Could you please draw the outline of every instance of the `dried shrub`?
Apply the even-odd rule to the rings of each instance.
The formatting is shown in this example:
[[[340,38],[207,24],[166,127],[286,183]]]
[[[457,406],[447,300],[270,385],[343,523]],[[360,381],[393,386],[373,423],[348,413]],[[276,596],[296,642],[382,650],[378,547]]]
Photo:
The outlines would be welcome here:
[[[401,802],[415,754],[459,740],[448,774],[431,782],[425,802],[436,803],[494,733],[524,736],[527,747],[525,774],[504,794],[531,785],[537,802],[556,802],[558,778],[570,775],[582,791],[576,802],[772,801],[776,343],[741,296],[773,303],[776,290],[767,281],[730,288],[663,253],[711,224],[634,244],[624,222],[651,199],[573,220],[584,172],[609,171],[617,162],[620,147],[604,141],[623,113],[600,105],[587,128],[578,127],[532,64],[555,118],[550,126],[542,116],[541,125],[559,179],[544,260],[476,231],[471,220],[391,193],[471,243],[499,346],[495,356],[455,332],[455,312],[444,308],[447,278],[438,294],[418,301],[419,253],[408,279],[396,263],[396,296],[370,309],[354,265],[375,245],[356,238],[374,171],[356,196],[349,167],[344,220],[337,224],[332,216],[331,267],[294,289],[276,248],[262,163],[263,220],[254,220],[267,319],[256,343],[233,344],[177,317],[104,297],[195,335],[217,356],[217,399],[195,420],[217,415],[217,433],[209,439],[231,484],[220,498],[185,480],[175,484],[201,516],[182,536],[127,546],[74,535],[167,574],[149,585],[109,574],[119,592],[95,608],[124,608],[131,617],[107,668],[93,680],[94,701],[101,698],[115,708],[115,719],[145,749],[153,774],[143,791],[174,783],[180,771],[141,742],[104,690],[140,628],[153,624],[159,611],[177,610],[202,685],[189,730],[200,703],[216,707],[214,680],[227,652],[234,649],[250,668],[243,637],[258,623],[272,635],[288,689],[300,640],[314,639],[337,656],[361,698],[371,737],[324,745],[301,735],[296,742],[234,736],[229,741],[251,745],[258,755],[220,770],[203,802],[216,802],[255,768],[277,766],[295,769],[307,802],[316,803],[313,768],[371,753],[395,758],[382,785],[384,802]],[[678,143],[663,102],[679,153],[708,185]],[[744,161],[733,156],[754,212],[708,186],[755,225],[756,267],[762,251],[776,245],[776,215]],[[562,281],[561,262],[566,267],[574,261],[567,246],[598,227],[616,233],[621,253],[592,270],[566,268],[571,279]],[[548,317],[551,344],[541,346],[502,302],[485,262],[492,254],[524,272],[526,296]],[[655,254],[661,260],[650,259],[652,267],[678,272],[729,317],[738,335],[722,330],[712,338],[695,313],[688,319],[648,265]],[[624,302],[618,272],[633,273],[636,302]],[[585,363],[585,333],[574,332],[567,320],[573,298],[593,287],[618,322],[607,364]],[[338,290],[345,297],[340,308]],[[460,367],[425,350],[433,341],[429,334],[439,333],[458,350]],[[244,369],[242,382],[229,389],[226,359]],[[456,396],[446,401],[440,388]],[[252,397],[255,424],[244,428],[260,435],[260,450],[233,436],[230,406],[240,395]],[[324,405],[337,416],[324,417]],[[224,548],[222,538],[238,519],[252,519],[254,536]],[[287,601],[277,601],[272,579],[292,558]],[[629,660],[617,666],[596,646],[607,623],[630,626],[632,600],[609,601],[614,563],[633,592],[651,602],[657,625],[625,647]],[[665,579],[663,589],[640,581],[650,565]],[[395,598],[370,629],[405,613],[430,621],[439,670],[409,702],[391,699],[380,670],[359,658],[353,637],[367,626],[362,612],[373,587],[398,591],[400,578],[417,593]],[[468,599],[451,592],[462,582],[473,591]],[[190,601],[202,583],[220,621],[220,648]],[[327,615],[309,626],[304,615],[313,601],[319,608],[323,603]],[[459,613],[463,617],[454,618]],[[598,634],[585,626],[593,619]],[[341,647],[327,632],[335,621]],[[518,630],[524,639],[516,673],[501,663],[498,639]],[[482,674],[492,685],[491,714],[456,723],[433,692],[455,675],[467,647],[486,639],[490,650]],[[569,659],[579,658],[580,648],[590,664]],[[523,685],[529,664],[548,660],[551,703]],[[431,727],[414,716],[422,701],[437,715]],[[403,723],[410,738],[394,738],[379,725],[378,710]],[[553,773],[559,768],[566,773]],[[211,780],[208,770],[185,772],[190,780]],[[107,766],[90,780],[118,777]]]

------

*Stated exercise:* Reproduce all of the rows above, substituting "layout" for "formatting" and leaving every other word and character unchanged.

*Finished answer:*
Could you please draw the outline of every instance of the `dried shrub`?
Apply the even-odd rule to the rings of each instance.
The layout is shown in this example:
[[[340,38],[207,24],[166,127],[286,183]]]
[[[457,406],[447,300],[270,385],[343,523]],[[360,381],[393,386],[373,423],[348,413]],[[276,596],[296,642],[382,650],[378,547]]]
Photo:
The outlines would be welcome here:
[[[401,802],[415,754],[459,740],[448,774],[431,782],[425,802],[436,803],[494,733],[524,736],[527,747],[525,774],[504,794],[531,785],[537,802],[556,802],[558,778],[570,775],[582,791],[576,802],[772,801],[776,343],[741,296],[773,303],[776,290],[767,281],[730,288],[663,253],[711,224],[634,244],[624,222],[651,199],[573,220],[584,172],[609,171],[617,162],[620,147],[604,141],[623,113],[600,105],[587,128],[578,127],[532,64],[555,118],[550,126],[542,116],[541,125],[559,179],[544,260],[476,231],[471,220],[391,193],[471,243],[499,346],[495,356],[455,332],[455,312],[444,308],[447,278],[438,294],[418,301],[419,253],[408,279],[396,263],[396,296],[370,309],[354,265],[375,245],[356,238],[374,171],[356,196],[349,167],[344,220],[337,224],[332,216],[331,267],[294,289],[276,248],[262,163],[263,220],[254,220],[267,319],[256,343],[233,344],[177,317],[104,297],[195,335],[217,356],[217,399],[195,420],[217,415],[217,433],[209,439],[231,484],[220,498],[185,480],[175,484],[201,516],[182,536],[127,546],[74,535],[167,574],[149,585],[109,574],[119,592],[95,608],[124,608],[131,617],[107,668],[93,680],[94,701],[101,698],[115,708],[115,719],[145,749],[153,774],[143,791],[174,783],[180,771],[141,742],[104,690],[140,628],[153,624],[159,611],[177,610],[202,685],[189,730],[200,703],[216,707],[214,680],[227,652],[234,649],[250,668],[243,637],[258,623],[272,635],[288,689],[300,640],[314,639],[337,656],[361,698],[371,737],[324,745],[301,735],[296,742],[234,736],[229,741],[251,745],[258,755],[220,770],[203,802],[216,802],[255,768],[277,766],[295,769],[307,802],[316,803],[313,768],[371,753],[395,758],[382,785],[384,802]],[[678,143],[663,102],[679,153],[708,185]],[[744,161],[733,156],[754,212],[708,186],[755,225],[756,267],[762,251],[776,245],[776,215]],[[562,281],[561,262],[566,267],[574,261],[567,246],[598,227],[616,233],[621,253],[592,270],[566,268],[571,279]],[[548,317],[551,344],[541,346],[502,302],[485,262],[492,254],[524,272],[526,296]],[[655,254],[661,260],[650,259],[652,267],[678,272],[729,317],[738,335],[722,330],[712,338],[695,313],[688,319],[648,265]],[[624,302],[618,272],[633,273],[636,302]],[[585,363],[585,333],[574,332],[567,320],[573,298],[593,287],[618,322],[607,364]],[[338,290],[345,297],[340,308]],[[460,367],[425,350],[433,341],[429,334],[439,333],[458,350]],[[244,369],[242,382],[229,389],[226,359]],[[456,396],[446,401],[440,388]],[[252,397],[255,424],[244,428],[260,435],[260,450],[233,436],[230,406],[240,395]],[[324,405],[337,416],[324,417]],[[224,548],[222,538],[238,519],[252,519],[254,536]],[[287,601],[277,601],[272,579],[292,558]],[[629,660],[617,666],[596,646],[607,623],[630,626],[632,600],[609,601],[614,563],[633,592],[651,602],[657,625],[625,647]],[[665,579],[663,589],[640,581],[650,565]],[[395,598],[370,629],[405,613],[430,621],[439,670],[409,702],[391,699],[380,670],[359,658],[353,637],[367,626],[362,612],[373,587],[398,591],[400,578],[417,593]],[[468,599],[451,592],[462,582],[473,591]],[[190,601],[202,583],[220,621],[220,648]],[[327,615],[309,626],[304,615],[313,601],[319,608],[323,603]],[[459,613],[463,617],[454,618]],[[598,634],[585,626],[593,619]],[[341,647],[327,632],[335,621]],[[518,630],[524,639],[516,673],[501,663],[498,639]],[[482,674],[492,685],[491,714],[456,723],[433,692],[455,675],[467,647],[486,639],[490,650]],[[569,659],[579,658],[580,648],[590,664]],[[523,685],[529,664],[548,660],[551,703]],[[431,727],[414,716],[422,701],[437,715]],[[403,723],[410,738],[394,738],[379,725],[378,710]],[[553,773],[559,768],[566,773]],[[211,780],[208,770],[185,772],[190,780]],[[107,766],[90,780],[118,777]]]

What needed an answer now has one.